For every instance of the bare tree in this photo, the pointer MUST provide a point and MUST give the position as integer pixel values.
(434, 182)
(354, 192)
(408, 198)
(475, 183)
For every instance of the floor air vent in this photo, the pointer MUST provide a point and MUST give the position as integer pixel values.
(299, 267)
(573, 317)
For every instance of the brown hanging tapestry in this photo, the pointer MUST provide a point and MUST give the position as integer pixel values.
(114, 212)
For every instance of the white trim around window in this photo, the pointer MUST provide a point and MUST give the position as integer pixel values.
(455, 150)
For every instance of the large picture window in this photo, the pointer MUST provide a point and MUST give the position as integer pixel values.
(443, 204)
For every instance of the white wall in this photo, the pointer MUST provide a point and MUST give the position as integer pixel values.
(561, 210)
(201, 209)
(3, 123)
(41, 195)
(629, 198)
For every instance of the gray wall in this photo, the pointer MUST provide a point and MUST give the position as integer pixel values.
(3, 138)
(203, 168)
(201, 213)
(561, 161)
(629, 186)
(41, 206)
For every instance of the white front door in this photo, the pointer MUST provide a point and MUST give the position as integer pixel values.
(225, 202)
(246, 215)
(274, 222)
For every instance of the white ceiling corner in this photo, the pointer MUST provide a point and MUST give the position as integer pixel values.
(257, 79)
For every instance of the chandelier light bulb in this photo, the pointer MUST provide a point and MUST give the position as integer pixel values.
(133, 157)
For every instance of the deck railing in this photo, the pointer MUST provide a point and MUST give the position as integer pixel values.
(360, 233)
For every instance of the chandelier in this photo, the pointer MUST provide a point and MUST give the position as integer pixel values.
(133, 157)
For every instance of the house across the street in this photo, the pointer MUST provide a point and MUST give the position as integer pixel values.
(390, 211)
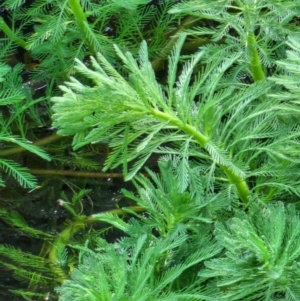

- _Exercise brief_
Lay out all of the data above as a numbered list, one line per entry, with no blank lines. Leave the image out.

- _Solution_
1. For every instance of the bare tree in this photo, the pointer MUST provide a point and MUST give the position as integer pixel values.
2. (434, 182)
3. (354, 192)
4. (408, 198)
5. (475, 183)
6. For every instance of the floor air vent in this photo, the pointer MUST provide a point and MUST give the position as integer pixel values.
7. (299, 267)
8. (573, 317)
9. For every instance of the brown hanging tapestry in this photo, the pointer MUST provide a point and MUST give the position as integer pixel values.
10. (114, 212)
11. For every instance of the white trim around window in this photo, the pointer MUST provide a point and MUST give the position as integer pixel values.
12. (455, 150)
13. For every instance of the large picture window in this photo, the pointer MUST provide a point and MUST give the position as integer pixel values.
14. (443, 204)
15. For every instance of the white wall in this photo, the pointer MUST provide a point and MUST give the position as integer pixel values.
16. (561, 210)
17. (201, 209)
18. (3, 123)
19. (41, 195)
20. (629, 198)
21. For every instance of the gray wall in this photo, the pointer MUST provide a point and MUST give the position as integer pixel values.
22. (3, 138)
23. (203, 168)
24. (201, 213)
25. (561, 161)
26. (629, 186)
27. (41, 206)
28. For every instance of the white front door in this photo, the pointer MUST provide a point and MUST give the position as integer pixel values.
29. (225, 202)
30. (246, 215)
31. (274, 222)
32. For every instance of the white ceiling corner in this photo, the pointer MUST provide a point and MUST give the position as integer pixel values.
33. (257, 79)
34. For every instance of the chandelier light bulb in this photo, the pointer MUST provide a point and MUST give the position as integer pixel values.
35. (133, 157)
36. For every instance of the deck railing in this photo, the pointer MUST provide a point and MUST give the position as integer pixel values.
37. (360, 233)
38. For every instance of the chandelier in this photo, the pointer MUST provide a point and MUST give the position as integer pixel values.
39. (133, 157)
40. For every instance of the house across the street in this photo, the pointer MUST provide a point and MUST give the position as integer pixel values.
41. (390, 211)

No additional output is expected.